◆ YOUR OBJECTIVE:
All lines at or after the one containing "Practice task. Find the potted", up to the last line of the material, must be repeated exactly, and no others.
┌──
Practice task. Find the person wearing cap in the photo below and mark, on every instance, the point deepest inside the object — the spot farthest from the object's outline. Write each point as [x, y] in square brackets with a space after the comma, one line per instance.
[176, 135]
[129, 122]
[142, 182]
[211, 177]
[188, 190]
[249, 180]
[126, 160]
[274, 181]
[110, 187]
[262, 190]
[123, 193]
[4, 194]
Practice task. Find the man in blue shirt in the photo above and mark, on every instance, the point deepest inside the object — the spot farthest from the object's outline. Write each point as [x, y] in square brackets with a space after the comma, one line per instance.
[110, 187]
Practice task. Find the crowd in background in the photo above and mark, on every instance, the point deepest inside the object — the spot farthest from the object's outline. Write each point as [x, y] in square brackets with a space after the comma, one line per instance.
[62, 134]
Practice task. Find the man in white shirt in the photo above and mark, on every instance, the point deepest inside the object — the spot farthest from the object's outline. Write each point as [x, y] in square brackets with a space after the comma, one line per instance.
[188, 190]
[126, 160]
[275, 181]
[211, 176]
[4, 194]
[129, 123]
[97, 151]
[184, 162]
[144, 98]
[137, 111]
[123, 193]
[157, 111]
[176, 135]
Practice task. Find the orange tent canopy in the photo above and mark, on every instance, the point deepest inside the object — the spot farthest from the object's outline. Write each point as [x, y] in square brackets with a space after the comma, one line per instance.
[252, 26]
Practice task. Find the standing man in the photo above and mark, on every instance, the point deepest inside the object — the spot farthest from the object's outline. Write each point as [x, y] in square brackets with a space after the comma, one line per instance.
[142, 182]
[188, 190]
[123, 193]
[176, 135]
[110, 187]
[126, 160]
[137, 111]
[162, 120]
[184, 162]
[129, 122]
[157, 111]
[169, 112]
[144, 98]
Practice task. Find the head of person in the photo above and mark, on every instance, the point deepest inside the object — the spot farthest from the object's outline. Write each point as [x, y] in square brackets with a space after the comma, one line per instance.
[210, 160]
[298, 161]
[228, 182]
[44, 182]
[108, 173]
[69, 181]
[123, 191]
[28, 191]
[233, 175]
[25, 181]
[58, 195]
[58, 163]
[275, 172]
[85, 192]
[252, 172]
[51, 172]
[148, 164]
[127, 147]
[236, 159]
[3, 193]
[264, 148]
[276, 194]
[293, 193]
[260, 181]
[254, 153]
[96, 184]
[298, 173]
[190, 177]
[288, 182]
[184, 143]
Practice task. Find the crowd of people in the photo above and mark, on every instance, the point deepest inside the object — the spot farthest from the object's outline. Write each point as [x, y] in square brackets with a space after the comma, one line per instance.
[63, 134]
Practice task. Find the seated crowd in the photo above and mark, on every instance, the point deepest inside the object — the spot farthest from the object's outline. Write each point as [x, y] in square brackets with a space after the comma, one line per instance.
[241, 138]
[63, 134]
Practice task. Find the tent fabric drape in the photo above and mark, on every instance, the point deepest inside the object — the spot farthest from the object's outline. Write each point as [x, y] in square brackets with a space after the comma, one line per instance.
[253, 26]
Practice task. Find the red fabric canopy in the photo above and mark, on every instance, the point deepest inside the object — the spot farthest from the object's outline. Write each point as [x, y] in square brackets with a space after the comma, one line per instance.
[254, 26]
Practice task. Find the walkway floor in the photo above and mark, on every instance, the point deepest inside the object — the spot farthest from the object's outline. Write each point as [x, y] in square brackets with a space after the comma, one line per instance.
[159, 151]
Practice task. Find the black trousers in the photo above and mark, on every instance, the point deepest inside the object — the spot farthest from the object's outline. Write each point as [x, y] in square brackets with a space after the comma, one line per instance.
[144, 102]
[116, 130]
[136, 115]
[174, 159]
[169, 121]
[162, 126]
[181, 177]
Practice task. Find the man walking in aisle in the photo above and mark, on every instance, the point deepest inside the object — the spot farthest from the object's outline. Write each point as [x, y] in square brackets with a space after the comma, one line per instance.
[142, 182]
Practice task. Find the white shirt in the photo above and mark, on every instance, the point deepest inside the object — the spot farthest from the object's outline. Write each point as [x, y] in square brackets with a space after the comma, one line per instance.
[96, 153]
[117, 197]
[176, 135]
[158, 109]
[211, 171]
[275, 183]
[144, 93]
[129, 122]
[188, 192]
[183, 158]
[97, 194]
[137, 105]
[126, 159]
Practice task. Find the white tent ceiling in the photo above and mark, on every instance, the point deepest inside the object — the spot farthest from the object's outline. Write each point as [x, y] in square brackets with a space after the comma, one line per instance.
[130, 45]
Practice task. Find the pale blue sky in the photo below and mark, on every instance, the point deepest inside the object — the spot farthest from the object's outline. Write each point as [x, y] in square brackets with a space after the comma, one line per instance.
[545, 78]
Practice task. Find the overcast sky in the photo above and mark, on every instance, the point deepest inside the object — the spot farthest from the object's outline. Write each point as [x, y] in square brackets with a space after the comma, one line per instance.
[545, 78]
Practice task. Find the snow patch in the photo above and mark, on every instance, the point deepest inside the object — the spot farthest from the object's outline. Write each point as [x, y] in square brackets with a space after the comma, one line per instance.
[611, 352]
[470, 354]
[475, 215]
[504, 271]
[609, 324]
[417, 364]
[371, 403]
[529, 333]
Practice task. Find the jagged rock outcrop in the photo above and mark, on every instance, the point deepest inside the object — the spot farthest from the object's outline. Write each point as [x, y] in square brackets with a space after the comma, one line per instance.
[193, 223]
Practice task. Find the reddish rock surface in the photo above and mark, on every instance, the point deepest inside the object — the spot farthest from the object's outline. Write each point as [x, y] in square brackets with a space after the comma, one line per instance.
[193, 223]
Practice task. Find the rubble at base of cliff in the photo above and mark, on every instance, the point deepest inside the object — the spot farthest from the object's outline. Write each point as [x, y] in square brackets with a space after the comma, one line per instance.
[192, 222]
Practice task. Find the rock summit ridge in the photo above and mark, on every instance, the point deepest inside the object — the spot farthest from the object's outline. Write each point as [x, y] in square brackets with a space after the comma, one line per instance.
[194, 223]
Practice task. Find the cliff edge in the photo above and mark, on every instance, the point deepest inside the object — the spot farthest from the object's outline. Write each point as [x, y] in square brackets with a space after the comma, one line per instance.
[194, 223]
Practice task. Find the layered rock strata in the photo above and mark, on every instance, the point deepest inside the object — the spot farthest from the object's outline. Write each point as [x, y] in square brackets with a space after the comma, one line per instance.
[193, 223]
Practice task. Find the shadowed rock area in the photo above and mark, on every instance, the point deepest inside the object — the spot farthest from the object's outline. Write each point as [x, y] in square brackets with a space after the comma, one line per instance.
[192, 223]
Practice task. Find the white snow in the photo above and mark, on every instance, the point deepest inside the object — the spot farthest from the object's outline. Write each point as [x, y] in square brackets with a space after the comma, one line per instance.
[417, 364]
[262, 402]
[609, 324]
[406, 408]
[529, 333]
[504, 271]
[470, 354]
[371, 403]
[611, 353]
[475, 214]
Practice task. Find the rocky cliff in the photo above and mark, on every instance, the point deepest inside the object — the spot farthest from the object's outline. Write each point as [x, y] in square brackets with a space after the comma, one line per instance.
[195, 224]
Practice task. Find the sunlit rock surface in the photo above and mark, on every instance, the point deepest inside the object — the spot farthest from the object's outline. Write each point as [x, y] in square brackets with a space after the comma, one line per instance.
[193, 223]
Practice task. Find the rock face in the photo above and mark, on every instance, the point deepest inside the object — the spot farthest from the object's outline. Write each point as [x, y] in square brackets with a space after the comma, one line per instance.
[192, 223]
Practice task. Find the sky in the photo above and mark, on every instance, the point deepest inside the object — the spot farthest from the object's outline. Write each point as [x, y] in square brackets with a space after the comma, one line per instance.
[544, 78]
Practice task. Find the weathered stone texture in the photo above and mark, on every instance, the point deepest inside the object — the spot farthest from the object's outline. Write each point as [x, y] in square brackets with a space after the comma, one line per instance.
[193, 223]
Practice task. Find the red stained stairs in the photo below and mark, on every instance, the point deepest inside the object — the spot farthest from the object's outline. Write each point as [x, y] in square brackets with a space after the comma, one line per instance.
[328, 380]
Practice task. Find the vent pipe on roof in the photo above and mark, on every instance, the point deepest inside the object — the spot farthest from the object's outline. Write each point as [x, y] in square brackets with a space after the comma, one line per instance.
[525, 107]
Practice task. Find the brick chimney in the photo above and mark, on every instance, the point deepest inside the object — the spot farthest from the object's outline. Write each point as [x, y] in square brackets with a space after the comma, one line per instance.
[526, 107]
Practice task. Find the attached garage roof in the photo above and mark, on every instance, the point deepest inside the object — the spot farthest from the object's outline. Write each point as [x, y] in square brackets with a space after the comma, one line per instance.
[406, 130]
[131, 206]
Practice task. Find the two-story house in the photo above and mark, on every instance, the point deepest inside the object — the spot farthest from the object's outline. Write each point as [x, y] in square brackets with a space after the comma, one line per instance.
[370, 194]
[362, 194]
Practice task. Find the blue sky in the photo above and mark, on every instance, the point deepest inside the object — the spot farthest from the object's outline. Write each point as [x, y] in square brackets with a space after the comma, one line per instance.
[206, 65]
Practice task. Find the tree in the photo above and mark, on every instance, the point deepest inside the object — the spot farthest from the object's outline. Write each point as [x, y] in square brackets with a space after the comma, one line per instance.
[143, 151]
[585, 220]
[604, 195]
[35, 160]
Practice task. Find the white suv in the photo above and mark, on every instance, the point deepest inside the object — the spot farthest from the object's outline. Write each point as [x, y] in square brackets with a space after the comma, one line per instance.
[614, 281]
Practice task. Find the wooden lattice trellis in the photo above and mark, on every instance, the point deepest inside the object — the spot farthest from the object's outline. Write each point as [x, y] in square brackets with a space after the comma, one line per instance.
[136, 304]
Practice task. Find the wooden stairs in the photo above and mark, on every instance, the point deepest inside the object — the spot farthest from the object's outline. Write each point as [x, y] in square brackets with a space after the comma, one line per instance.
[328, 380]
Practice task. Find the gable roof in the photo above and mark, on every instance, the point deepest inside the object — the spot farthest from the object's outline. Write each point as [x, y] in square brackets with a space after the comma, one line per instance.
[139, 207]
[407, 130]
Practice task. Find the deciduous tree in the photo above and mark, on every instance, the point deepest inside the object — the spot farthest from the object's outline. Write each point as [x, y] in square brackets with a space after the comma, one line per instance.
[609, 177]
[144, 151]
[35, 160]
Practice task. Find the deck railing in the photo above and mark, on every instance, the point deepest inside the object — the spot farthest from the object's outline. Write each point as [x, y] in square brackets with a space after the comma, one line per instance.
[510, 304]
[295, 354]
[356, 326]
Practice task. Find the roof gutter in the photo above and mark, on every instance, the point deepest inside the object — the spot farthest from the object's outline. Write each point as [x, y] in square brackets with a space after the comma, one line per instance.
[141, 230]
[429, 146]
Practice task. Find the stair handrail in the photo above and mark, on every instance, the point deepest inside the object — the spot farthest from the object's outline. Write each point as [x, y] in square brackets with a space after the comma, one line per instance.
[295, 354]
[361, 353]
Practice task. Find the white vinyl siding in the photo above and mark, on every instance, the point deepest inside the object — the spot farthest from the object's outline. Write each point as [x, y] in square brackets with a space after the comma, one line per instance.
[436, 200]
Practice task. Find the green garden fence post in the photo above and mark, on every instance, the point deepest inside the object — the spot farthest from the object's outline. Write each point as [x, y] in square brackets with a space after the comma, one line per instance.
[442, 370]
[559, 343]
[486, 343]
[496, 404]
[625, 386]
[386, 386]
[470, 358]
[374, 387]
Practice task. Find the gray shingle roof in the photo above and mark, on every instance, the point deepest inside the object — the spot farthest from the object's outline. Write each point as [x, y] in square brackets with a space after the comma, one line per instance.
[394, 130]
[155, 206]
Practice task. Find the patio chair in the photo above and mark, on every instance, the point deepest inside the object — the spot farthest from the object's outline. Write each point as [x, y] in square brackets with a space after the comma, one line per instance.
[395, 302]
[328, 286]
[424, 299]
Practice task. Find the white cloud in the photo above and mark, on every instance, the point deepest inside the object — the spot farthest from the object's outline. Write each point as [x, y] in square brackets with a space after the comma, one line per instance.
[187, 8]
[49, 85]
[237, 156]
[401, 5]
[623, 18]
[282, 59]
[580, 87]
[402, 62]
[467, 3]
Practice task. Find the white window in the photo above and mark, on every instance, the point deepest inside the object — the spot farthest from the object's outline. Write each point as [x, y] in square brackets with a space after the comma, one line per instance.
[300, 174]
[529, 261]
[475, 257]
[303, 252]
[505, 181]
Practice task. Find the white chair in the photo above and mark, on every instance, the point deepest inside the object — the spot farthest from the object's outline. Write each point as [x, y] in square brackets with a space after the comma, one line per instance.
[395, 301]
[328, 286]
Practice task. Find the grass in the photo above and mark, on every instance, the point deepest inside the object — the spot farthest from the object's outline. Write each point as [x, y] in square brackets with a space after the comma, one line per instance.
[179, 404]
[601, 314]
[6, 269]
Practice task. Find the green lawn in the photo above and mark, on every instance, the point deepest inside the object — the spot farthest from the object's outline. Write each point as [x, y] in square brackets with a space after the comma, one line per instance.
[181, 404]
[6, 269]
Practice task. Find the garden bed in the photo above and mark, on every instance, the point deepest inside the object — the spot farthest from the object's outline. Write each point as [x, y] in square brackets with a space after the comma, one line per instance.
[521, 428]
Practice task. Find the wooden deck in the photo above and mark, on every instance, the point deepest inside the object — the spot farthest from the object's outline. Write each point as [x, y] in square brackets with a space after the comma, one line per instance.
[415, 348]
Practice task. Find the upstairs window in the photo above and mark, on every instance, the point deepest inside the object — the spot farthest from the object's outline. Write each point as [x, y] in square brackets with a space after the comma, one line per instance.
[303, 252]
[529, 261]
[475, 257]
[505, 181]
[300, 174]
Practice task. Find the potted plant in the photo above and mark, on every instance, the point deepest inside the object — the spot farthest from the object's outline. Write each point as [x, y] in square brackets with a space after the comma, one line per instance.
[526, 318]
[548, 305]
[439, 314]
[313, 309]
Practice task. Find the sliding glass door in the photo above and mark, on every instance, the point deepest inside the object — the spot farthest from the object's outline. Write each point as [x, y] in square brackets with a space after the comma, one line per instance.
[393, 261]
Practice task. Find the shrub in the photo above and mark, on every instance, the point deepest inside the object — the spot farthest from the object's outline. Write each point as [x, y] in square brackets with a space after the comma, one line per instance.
└──
◆ OUTPUT FOR THIS EXERCISE:
Practice task. Find the potted plant in the photo above and mark, on every instance, the point deepest inside the object — the spot farthest from the object's outline. Write each point as [x, y] in square brackets with a space after the comma, one line per instance.
[526, 318]
[548, 305]
[439, 314]
[313, 309]
Practice task. Find the sliding glass door in the photo above and mark, on every instance, the point deepest inside the object — the spot farthest from the object's outline. Write each point as [x, y] in square brackets with a space after the comma, one line per instance.
[393, 261]
Practice task. Find the shrub in the photo above and mark, on every instance, the point deepest inside the object — the spot farthest from the object's outline. Write each point as [x, y] in square brackets with a space after the comma, one line per instance.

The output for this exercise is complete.